The task: Rescale the material from its first line through the line containing "point(409, 123)": reproduce every line of that span, leaving the `//` lines unchanged and multiplying each answer's point coordinates by 0.35, rounded to whole numbers with halves rounded up. Omit the picture from your output.

Supplied data:
>>>>
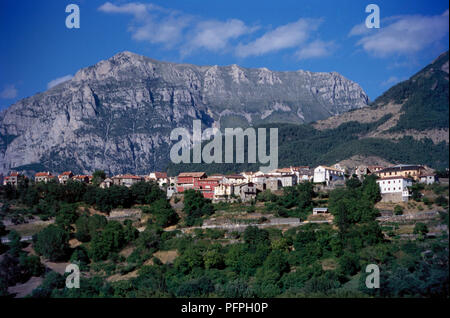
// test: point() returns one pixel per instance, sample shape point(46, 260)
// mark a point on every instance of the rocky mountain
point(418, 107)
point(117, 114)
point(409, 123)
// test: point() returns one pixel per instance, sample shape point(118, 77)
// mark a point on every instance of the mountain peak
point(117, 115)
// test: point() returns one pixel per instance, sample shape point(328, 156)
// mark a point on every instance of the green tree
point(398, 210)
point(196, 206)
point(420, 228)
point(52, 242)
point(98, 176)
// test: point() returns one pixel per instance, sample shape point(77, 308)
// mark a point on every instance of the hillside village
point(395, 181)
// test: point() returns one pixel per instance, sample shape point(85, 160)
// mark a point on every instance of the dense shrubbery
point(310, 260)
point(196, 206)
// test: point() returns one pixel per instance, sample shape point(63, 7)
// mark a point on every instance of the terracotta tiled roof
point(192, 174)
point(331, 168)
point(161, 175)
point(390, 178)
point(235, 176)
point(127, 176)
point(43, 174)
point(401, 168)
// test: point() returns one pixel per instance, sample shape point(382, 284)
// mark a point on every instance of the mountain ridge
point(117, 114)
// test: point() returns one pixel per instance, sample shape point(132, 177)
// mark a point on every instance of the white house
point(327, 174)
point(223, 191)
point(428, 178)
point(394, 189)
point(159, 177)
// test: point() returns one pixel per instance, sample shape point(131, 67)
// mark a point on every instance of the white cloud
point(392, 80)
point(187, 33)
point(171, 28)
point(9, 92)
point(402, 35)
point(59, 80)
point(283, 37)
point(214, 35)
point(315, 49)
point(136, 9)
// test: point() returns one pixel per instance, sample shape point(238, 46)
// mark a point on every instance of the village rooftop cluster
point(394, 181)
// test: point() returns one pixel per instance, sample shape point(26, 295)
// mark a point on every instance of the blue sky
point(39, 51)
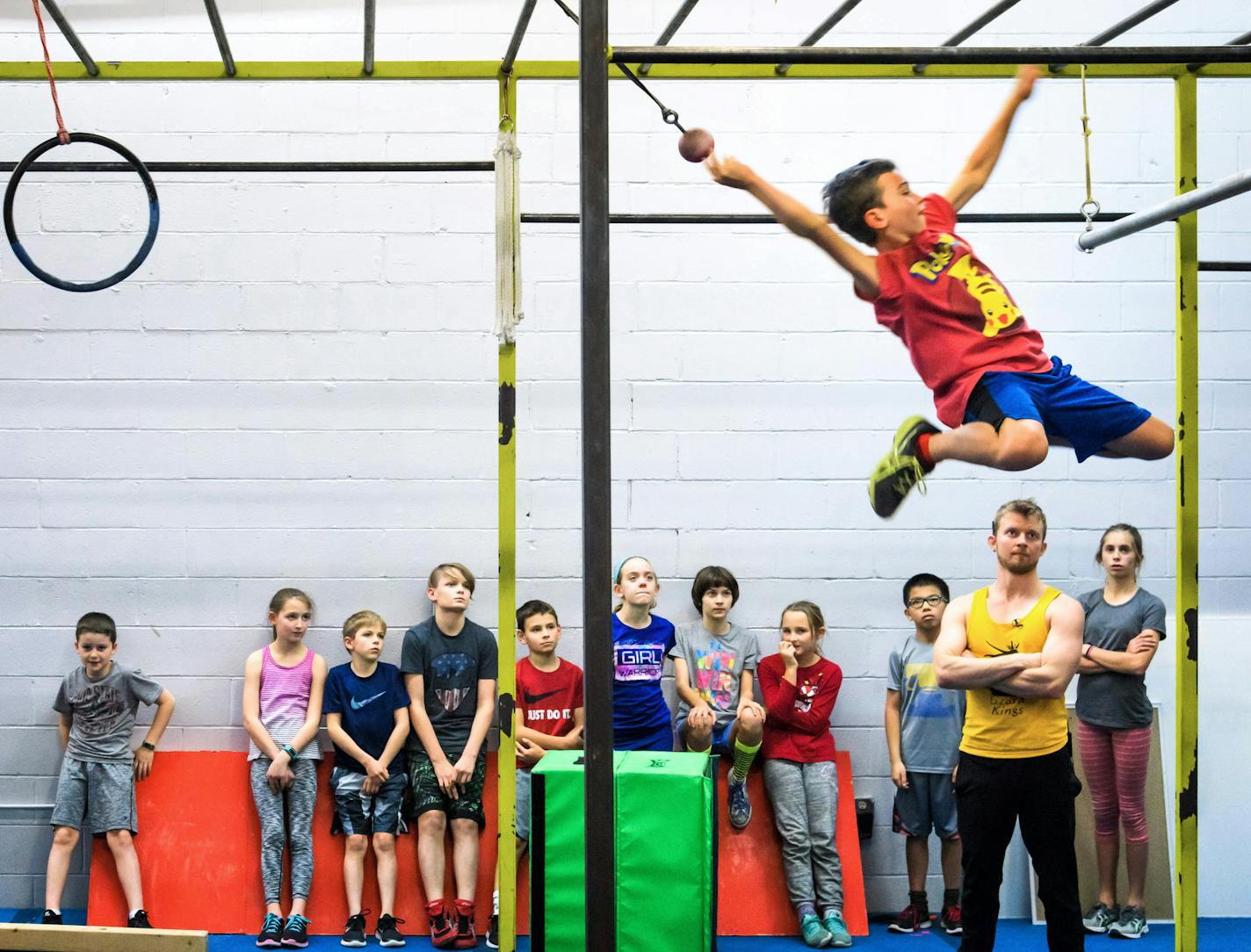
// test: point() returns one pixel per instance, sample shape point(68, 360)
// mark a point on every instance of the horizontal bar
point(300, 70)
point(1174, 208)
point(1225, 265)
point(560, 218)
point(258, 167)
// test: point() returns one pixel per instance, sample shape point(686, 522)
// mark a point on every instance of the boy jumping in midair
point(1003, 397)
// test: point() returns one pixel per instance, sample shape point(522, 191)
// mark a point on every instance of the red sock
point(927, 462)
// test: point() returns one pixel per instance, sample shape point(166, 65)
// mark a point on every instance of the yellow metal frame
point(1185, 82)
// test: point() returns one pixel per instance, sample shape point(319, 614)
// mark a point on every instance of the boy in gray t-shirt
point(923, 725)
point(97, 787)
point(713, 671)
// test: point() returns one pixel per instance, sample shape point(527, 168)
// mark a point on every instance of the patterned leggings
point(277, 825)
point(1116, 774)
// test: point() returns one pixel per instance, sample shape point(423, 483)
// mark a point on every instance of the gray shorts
<<<<
Worked solution:
// test: point() returns one pixel per instance, sample shape point(46, 260)
// mark a point on every instance of the rocky mountain
point(146, 37)
point(41, 40)
point(143, 43)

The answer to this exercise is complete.